> Given task
Edit the data from the line containing "Might I ask you to indicate the white cloud" through the end, replacing "jackfruit" with "breadfruit" and leaving everything else unchanged.

[A block of data]
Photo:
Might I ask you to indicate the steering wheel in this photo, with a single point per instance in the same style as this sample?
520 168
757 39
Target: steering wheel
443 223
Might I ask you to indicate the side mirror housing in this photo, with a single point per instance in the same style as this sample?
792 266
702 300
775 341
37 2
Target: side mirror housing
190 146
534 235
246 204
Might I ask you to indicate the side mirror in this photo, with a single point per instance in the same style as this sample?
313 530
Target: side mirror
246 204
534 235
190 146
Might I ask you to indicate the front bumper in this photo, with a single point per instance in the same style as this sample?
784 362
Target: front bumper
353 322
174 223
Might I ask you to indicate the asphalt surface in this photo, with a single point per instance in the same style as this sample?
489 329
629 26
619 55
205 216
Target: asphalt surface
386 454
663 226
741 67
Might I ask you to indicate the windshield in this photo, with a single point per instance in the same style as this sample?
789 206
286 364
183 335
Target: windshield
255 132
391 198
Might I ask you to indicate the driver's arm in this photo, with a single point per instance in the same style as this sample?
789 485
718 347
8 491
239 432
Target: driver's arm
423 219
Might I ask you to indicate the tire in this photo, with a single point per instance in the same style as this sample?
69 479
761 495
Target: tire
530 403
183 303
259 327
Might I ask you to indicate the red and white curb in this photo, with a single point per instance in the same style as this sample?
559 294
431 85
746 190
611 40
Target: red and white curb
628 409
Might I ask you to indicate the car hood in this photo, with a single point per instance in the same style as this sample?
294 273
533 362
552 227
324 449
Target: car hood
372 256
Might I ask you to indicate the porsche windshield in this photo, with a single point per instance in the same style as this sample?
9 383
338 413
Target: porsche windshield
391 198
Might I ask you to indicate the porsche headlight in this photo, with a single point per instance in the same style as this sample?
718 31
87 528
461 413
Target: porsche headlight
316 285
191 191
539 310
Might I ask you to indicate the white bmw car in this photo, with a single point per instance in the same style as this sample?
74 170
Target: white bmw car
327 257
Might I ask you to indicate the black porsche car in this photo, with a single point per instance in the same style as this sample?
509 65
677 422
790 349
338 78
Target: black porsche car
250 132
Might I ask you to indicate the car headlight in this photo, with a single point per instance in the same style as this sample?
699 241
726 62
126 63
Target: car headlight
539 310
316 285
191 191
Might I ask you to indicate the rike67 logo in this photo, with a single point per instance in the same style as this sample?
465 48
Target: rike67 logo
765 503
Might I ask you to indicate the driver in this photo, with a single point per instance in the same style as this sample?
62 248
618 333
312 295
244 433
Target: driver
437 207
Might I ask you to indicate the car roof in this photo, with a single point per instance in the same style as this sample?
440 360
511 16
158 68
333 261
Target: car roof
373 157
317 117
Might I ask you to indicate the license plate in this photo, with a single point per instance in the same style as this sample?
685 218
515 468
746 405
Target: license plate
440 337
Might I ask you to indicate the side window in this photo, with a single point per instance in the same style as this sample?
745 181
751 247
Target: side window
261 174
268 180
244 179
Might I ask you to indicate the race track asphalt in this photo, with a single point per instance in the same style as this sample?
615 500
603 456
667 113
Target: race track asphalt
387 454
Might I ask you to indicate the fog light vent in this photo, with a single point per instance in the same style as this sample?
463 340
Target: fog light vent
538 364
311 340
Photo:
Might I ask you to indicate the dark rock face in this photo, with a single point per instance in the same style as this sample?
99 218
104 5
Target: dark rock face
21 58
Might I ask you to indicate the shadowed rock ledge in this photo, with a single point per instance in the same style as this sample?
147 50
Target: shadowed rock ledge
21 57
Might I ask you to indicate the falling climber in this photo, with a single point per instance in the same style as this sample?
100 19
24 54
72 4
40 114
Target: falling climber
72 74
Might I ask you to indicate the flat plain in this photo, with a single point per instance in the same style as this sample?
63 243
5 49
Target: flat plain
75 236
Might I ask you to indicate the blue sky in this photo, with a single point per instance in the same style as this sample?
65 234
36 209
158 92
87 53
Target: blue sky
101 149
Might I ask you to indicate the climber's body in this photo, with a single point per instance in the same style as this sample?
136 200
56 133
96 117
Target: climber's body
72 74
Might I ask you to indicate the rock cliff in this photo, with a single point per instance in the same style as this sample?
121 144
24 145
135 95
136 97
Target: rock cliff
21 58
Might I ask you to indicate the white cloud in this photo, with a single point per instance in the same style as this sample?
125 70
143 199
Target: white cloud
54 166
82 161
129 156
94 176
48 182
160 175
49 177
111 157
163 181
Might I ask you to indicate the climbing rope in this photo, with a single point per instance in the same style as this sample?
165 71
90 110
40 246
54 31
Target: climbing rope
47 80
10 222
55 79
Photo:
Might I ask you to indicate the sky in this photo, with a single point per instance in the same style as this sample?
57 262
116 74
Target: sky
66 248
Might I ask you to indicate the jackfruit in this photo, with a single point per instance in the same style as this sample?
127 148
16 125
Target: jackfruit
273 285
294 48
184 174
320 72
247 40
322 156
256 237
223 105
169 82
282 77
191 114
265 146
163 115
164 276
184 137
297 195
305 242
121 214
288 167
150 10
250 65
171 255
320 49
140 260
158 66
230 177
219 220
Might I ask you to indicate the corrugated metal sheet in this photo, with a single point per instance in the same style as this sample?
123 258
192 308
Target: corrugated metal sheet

> Exercise output
Might I ask you to indicate the white cloud in this photo, with a single point per instance in the same style as this sample?
125 70
143 199
Target: white cloud
54 166
82 161
129 156
94 176
48 182
160 175
49 177
111 157
163 181
Might I ask you to indicate the climbing rope in this photo, with a single point per instance in the same style as this sample?
165 71
90 110
40 246
54 31
Target: climbing rope
47 80
10 222
55 79
Photo:
Might I ask you to indicate the sky in this photo, with a single point per instance in the same style as this sample?
57 262
116 74
Target: sky
66 248
Might I ask you to indicate the breadfruit in this photo, with a single point per instance in the same style as this sample?
127 148
16 125
Target: breadfruit
273 285
294 48
184 174
320 72
247 40
322 156
256 237
223 105
169 82
282 77
191 114
265 146
163 115
164 276
184 137
297 195
305 242
121 214
288 167
150 10
250 65
171 255
320 49
140 260
158 66
230 177
219 220
Might I ask you to indicate the corrugated metal sheet in this photo, with a single point per instance in the same style as this sample?
123 258
192 308
Target: corrugated metal sheet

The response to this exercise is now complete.